⟨

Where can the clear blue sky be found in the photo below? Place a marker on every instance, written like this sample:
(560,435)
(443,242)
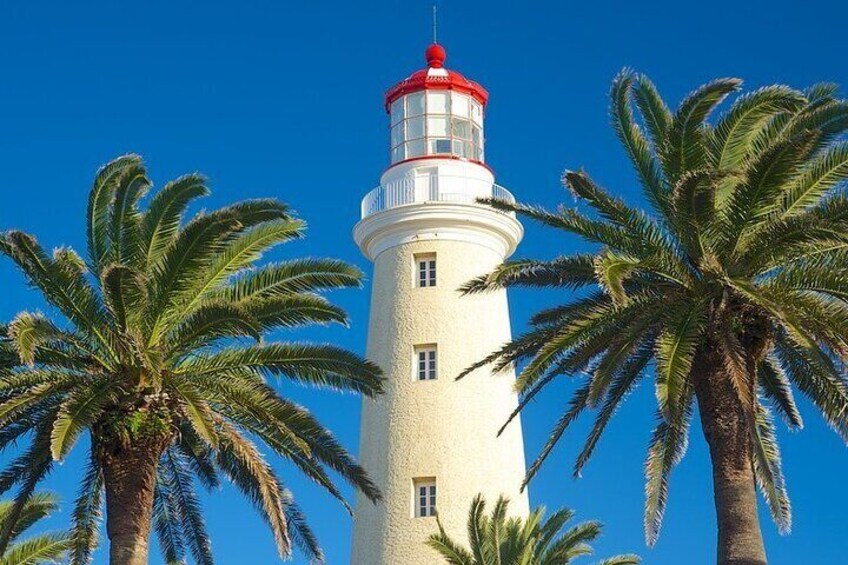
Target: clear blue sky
(285,99)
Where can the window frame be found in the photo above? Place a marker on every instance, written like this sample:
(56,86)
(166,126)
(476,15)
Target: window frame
(425,362)
(425,497)
(425,269)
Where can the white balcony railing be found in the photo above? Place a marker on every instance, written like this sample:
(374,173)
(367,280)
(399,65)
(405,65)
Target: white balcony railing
(431,188)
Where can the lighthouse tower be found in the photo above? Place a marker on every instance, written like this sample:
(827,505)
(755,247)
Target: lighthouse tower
(430,442)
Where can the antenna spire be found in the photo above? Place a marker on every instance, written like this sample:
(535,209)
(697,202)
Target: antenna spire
(435,25)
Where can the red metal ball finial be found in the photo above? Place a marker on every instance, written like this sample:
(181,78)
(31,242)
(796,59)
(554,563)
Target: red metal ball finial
(435,56)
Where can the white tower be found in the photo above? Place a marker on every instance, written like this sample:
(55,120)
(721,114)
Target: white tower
(431,441)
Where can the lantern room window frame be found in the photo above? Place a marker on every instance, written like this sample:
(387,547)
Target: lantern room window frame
(425,123)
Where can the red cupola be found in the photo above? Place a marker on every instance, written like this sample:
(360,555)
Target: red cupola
(436,112)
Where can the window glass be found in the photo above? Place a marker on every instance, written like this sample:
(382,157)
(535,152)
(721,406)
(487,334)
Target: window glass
(437,102)
(414,148)
(397,154)
(425,363)
(415,104)
(476,135)
(437,126)
(440,146)
(425,269)
(461,128)
(459,148)
(470,150)
(425,498)
(397,135)
(414,128)
(476,112)
(459,104)
(397,110)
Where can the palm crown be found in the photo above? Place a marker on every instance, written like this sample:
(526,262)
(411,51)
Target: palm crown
(162,360)
(498,539)
(40,549)
(733,290)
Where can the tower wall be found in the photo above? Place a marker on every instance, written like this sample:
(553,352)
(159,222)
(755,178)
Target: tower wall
(443,428)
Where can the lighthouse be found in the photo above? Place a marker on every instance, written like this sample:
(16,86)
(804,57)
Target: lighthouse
(430,442)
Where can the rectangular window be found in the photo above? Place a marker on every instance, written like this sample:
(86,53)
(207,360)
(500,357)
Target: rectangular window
(425,497)
(425,270)
(425,363)
(415,104)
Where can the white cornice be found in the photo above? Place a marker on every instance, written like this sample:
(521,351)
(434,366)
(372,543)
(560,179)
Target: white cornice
(472,223)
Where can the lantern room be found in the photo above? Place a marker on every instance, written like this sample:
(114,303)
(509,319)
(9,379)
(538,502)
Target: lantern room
(436,113)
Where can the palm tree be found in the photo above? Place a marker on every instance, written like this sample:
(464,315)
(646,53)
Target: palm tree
(161,358)
(731,291)
(498,539)
(36,550)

⟩

*EXERCISE DESCRIPTION*.
Reproduce the whole listing word for word, setting aside any pictures.

*ANSWER BOX*.
Where can the clear blue sky be found in the photo below? Place a marker on every instance, written like this sample:
(560,435)
(443,242)
Target: clear blue sky
(285,99)
Where can the window frame be found in the photo above? Place a marker on every instance, written like this sample:
(56,86)
(166,126)
(476,15)
Target: window frame
(425,362)
(425,497)
(425,269)
Where can the white balcony railing be found in the photo above? Place a marker on every instance, written like this sample:
(374,173)
(367,280)
(399,65)
(405,65)
Target: white balcony railing
(431,188)
Where can the lighthouse tower be found in the photo above? Place a marker on every instance, written like this sample:
(827,505)
(755,247)
Target: lighthouse tower
(430,442)
Where can the antenna spire be found in the photo above? Place a marker on every instance, written like this sample:
(535,209)
(697,202)
Target: antenna spire
(435,25)
Where can the red metal ball finial be found in the photo above? Place a marker on every instance, written like this sample:
(181,78)
(31,242)
(796,59)
(554,563)
Target: red metal ball finial
(435,56)
Where can the white tower be found in the photo above? Place a marker on every instance, written like this sample:
(55,120)
(721,114)
Target: white tower
(431,441)
Where can the lantern room window frame be found in the photo above? Place a marker on every instance, written like this sample:
(387,547)
Target: lantern room window frame
(425,123)
Where can the red cupola be found in the photo above? Place a marker on every instance, written like this sample:
(360,555)
Target: red cupola
(436,112)
Where can the window glass be found in the photo above? Place a marker on every instance, written like this sample:
(382,157)
(535,152)
(721,406)
(487,334)
Target: window glass
(437,102)
(414,148)
(397,154)
(425,363)
(415,104)
(476,135)
(437,126)
(440,146)
(425,269)
(461,128)
(459,148)
(470,150)
(425,498)
(397,135)
(414,128)
(476,112)
(459,104)
(397,110)
Where can the palm crown be found in the photo above? Place a marker on every instance, written like this sample:
(526,262)
(411,51)
Target: palm crown
(162,360)
(498,539)
(40,549)
(733,290)
Where can the tower wall be found in the photo above? Place a marker on every instance, written like this sample:
(553,352)
(159,222)
(755,178)
Target: tower wall
(443,428)
Where can the lighthouse be found in the photo above? Place a marker on every instance, written like this sample:
(16,86)
(804,57)
Target: lighthouse
(430,442)
Where can the rectangular window be found in the photo above? Place a marker on every instance, written like this sample:
(86,53)
(207,360)
(500,357)
Target: rectangular window
(425,497)
(425,270)
(425,363)
(415,104)
Where can the white cornice be found in the photo above? Place a marker on every instance, written like this sample:
(521,351)
(434,366)
(372,543)
(560,179)
Target: white cornice
(472,223)
Where can the lantern room be found in the photo above? Place a marker on every instance, written like this sample:
(114,303)
(509,319)
(9,379)
(538,502)
Target: lantern room
(436,113)
Where can the palm tree be found in the photo above? Place a marker on every instance, written like this sample:
(464,315)
(646,53)
Target: palm tree
(161,358)
(731,291)
(498,539)
(36,550)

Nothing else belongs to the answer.